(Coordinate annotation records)
━━━━

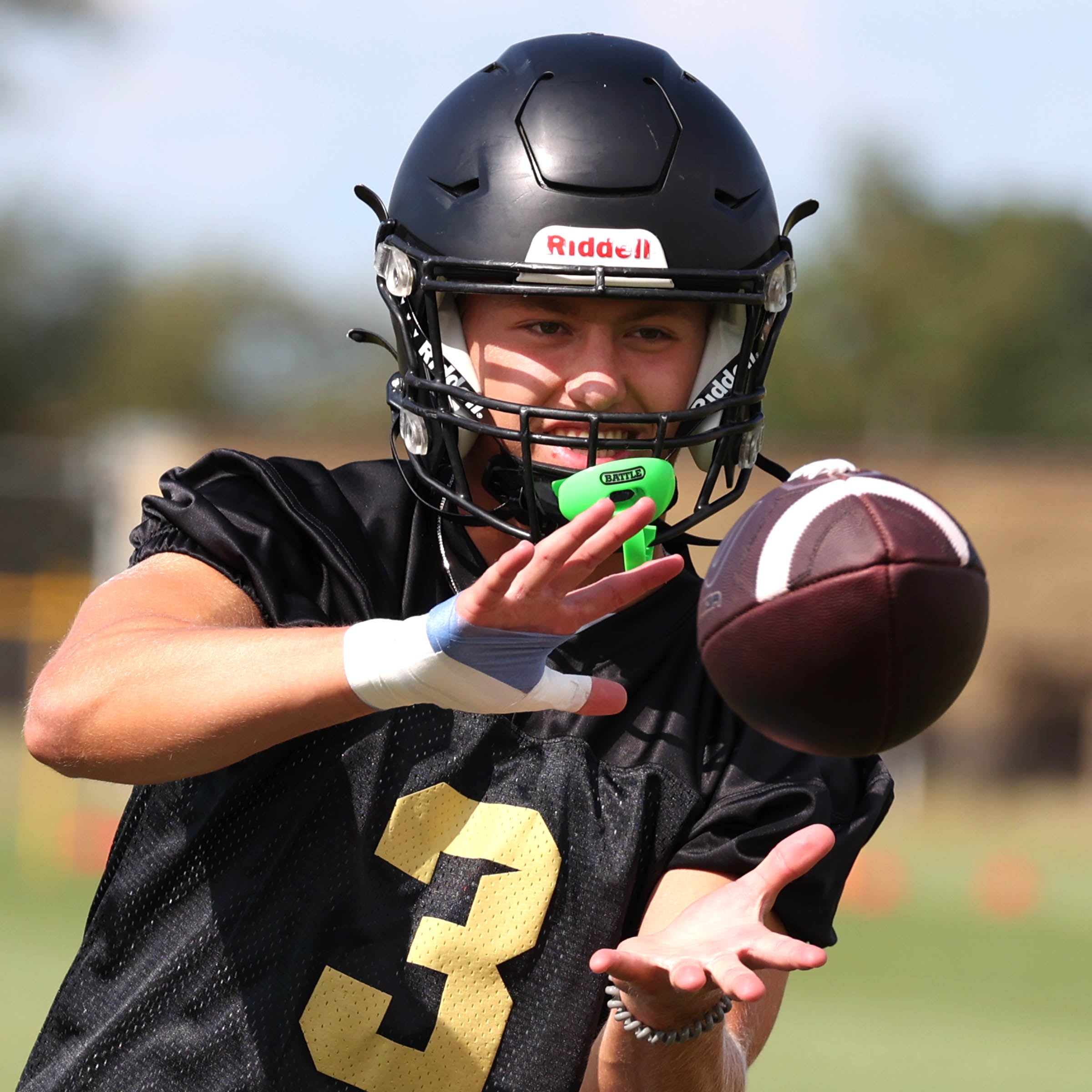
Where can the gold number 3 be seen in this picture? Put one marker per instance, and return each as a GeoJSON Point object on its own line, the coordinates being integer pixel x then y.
{"type": "Point", "coordinates": [341, 1021]}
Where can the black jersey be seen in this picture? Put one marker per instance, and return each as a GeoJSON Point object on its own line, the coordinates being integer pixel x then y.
{"type": "Point", "coordinates": [409, 901]}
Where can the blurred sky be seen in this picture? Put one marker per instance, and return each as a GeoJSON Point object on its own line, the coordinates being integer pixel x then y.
{"type": "Point", "coordinates": [188, 127]}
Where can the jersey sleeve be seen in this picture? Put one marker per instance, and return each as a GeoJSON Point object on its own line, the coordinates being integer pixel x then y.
{"type": "Point", "coordinates": [280, 530]}
{"type": "Point", "coordinates": [766, 793]}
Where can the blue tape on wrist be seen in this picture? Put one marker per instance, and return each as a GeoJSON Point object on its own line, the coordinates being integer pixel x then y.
{"type": "Point", "coordinates": [511, 657]}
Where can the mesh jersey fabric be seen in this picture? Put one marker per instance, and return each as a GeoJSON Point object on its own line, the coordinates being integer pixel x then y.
{"type": "Point", "coordinates": [252, 921]}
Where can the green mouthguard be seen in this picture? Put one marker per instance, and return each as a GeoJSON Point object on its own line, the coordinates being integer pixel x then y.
{"type": "Point", "coordinates": [625, 482]}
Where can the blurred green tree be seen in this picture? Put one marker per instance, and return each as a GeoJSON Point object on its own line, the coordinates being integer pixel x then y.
{"type": "Point", "coordinates": [920, 323]}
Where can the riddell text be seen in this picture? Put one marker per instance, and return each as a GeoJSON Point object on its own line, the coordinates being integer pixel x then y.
{"type": "Point", "coordinates": [591, 248]}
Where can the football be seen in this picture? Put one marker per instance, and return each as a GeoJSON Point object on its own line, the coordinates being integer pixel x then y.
{"type": "Point", "coordinates": [844, 612]}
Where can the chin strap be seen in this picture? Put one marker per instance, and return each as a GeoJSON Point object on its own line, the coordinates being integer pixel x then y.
{"type": "Point", "coordinates": [504, 481]}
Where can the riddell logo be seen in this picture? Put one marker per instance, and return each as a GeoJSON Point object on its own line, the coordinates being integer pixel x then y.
{"type": "Point", "coordinates": [560, 245]}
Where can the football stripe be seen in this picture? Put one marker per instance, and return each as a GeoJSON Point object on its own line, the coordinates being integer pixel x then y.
{"type": "Point", "coordinates": [776, 561]}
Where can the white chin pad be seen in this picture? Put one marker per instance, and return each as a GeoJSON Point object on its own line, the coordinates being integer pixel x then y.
{"type": "Point", "coordinates": [722, 347]}
{"type": "Point", "coordinates": [454, 343]}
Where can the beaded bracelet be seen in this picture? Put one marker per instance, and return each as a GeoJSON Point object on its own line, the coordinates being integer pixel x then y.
{"type": "Point", "coordinates": [629, 1022]}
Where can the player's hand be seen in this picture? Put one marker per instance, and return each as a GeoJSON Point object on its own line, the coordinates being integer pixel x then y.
{"type": "Point", "coordinates": [718, 943]}
{"type": "Point", "coordinates": [539, 588]}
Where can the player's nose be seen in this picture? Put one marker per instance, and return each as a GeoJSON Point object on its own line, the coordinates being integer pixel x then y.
{"type": "Point", "coordinates": [598, 381]}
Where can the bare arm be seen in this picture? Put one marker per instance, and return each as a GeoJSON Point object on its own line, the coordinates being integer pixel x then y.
{"type": "Point", "coordinates": [703, 935]}
{"type": "Point", "coordinates": [168, 671]}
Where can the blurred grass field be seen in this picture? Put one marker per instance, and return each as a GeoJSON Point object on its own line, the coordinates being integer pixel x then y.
{"type": "Point", "coordinates": [926, 989]}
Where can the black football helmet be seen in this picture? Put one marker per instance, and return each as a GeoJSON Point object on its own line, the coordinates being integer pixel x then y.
{"type": "Point", "coordinates": [579, 165]}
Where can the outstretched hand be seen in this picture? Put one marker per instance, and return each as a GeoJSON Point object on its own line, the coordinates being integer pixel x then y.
{"type": "Point", "coordinates": [541, 588]}
{"type": "Point", "coordinates": [719, 942]}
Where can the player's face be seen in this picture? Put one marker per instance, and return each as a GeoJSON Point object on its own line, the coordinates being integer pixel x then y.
{"type": "Point", "coordinates": [571, 353]}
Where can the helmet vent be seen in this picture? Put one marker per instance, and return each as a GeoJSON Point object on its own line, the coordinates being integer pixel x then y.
{"type": "Point", "coordinates": [728, 199]}
{"type": "Point", "coordinates": [459, 190]}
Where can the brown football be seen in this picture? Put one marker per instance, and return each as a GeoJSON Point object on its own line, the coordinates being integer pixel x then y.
{"type": "Point", "coordinates": [844, 612]}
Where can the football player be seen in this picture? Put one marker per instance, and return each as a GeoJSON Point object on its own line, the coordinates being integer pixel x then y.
{"type": "Point", "coordinates": [430, 782]}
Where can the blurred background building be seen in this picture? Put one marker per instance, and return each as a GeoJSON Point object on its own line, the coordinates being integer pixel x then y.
{"type": "Point", "coordinates": [181, 255]}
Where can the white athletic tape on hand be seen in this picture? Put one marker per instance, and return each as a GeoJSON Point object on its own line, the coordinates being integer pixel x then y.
{"type": "Point", "coordinates": [441, 660]}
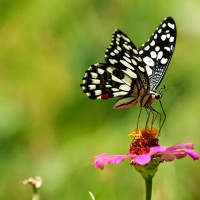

━━━━

DIRECTIONS: Reproduce every line of the records above word for word, omitting the pictures.

RESULT FOR THIS TASK:
Where can the gold number 3 be seen in this picture? Put one marker per instance, and return each as a GeoJSON Point object on its own line, the coordinates being integer pixel x then y.
{"type": "Point", "coordinates": [341, 1021]}
Where can the black jersey be seen in this picture? Put one marker per instance, and return each as a GeoJSON Point object on its own line, the coordinates being integer pixel x then y.
{"type": "Point", "coordinates": [409, 901]}
Where can the blurred sky be seen in this picture? Put one marker per instance, and return each as a GeoJSON Point object on its own line, the coordinates being integer pixel x then y.
{"type": "Point", "coordinates": [188, 127]}
Where can the jersey sleeve be seen in this picture? Put one marker per instance, and return each as a GeoJSON Point object on its own line, the coordinates being integer pixel x then y.
{"type": "Point", "coordinates": [280, 530]}
{"type": "Point", "coordinates": [766, 793]}
Where can the blue tape on wrist be seen in this picture? Put one marker per instance, and return each as a GeoJSON Point object on its own line, the coordinates being integer pixel x then y.
{"type": "Point", "coordinates": [511, 657]}
Where can the mesh jersey fabric be seen in this picture? Put one marker per instance, and return each as a GeoJSON Point object on its own line, the coordinates being integer pixel x then y.
{"type": "Point", "coordinates": [252, 921]}
Where can the green mouthguard be seen in this picture? Put one marker per instance, and return each as a GeoJSON Point object on its own line, the coordinates being integer pixel x then y.
{"type": "Point", "coordinates": [625, 482]}
Where can the blurred green tree be seen in this picture? Put one marker per instance, and return each as a GeoJSON Point object on its own line, the coordinates being integer pixel x then y.
{"type": "Point", "coordinates": [920, 323]}
Where can the riddell text be seen in this picture? Put one marker per instance, and return each as a GeoJSON Point object on its own line, the coordinates being integer pixel x then y.
{"type": "Point", "coordinates": [591, 248]}
Where can the football be seen in this picture? Put one marker per instance, and return each as a GeoJSON Point object on its own line, the coordinates being integer pixel x then y.
{"type": "Point", "coordinates": [844, 612]}
Where can the chin strap be seen in this picture? Put one marker per instance, and return each as a GeoJSON Point object on its own line, the coordinates being integer pixel x then y.
{"type": "Point", "coordinates": [504, 481]}
Where can the riddell logo be seen in this picture? Put one marker per instance, and return each as a GeoJSON Point object on its own line, the coordinates being integer pixel x then y.
{"type": "Point", "coordinates": [560, 245]}
Where can the football stripe be seen in this picture? Put one marker per instance, and return each as a GeoJSON Point object on its own line, the coordinates being integer pixel x then y.
{"type": "Point", "coordinates": [776, 561]}
Where can the white chin pad be seen in this picture? Put one marker per instance, and return each as a GeoJSON Point object on its own line, the coordinates being integer pixel x then y.
{"type": "Point", "coordinates": [722, 347]}
{"type": "Point", "coordinates": [454, 343]}
Where can the beaded bracelet be seen in this picture? Put one marker per instance, and return each as a GeoJSON Point object on its own line, the coordinates being integer pixel x then y.
{"type": "Point", "coordinates": [629, 1022]}
Where can the player's hand be seen in this picture? Put one marker per instance, and return each as a GeoJSON Point object on its own line, the coordinates being integer pixel x then y.
{"type": "Point", "coordinates": [718, 943]}
{"type": "Point", "coordinates": [539, 588]}
Where can the player's nose be seen in this picture? Put one marker per instance, and return each as a GeoJSON Point object on its own line, the coordinates being integer pixel x then y.
{"type": "Point", "coordinates": [598, 381]}
Where can the bare arm be seen in this picture? Put one marker per instance, and return each as a GeoJSON Point object on its own line, the coordinates being integer pixel x then y.
{"type": "Point", "coordinates": [703, 935]}
{"type": "Point", "coordinates": [168, 671]}
Where can the blurred grass field be seen in this picture? Put one marker per instance, and return each as a GeoJSON Point object on its own line, the coordinates being integer pixel x then y.
{"type": "Point", "coordinates": [926, 989]}
Where can the black football helmet be seen in this picture? Put one marker per instance, and return each as a GeoJSON Point object on its own line, the coordinates being integer pixel x then y.
{"type": "Point", "coordinates": [579, 165]}
Where can the outstretched hand be seen in this picture? Put one marker per instance, and return each as a GeoJSON Point object on its own line, the coordinates being integer pixel x then y.
{"type": "Point", "coordinates": [541, 588]}
{"type": "Point", "coordinates": [719, 942]}
Where can the player's face be seen in this picture? Put one marker per instance, and return each as a GeoJSON Point object on its own line, the coordinates being integer pixel x then y.
{"type": "Point", "coordinates": [571, 353]}
Where can the helmet vent be seen in this picture? Put one marker per instance, and return each as a GeoJSON Point object on its own line, the coordinates being integer pixel x then y.
{"type": "Point", "coordinates": [728, 199]}
{"type": "Point", "coordinates": [459, 190]}
Where can the brown football be seen in this picture? Put one marker per instance, and return each as a GeoJSON Point object on its own line, the coordinates being integer pixel x then y.
{"type": "Point", "coordinates": [844, 612]}
Where can the football player be seen in this picture? Put one marker per instance, and return each as a GeoJSON Point object on its own line, the coordinates being integer pixel x then y.
{"type": "Point", "coordinates": [430, 782]}
Where can the blurred background building be seen in this picture? Put one marker per instance, and return each as a GeoJSON Point object on its own line, the coordinates being integer pixel x then y.
{"type": "Point", "coordinates": [181, 255]}
Where can the white athletic tape on hand be seen in this picture? Put one marker per instance, and return each as a GeoJSON Point object on its own line, the coordinates being integer pixel x then y.
{"type": "Point", "coordinates": [441, 660]}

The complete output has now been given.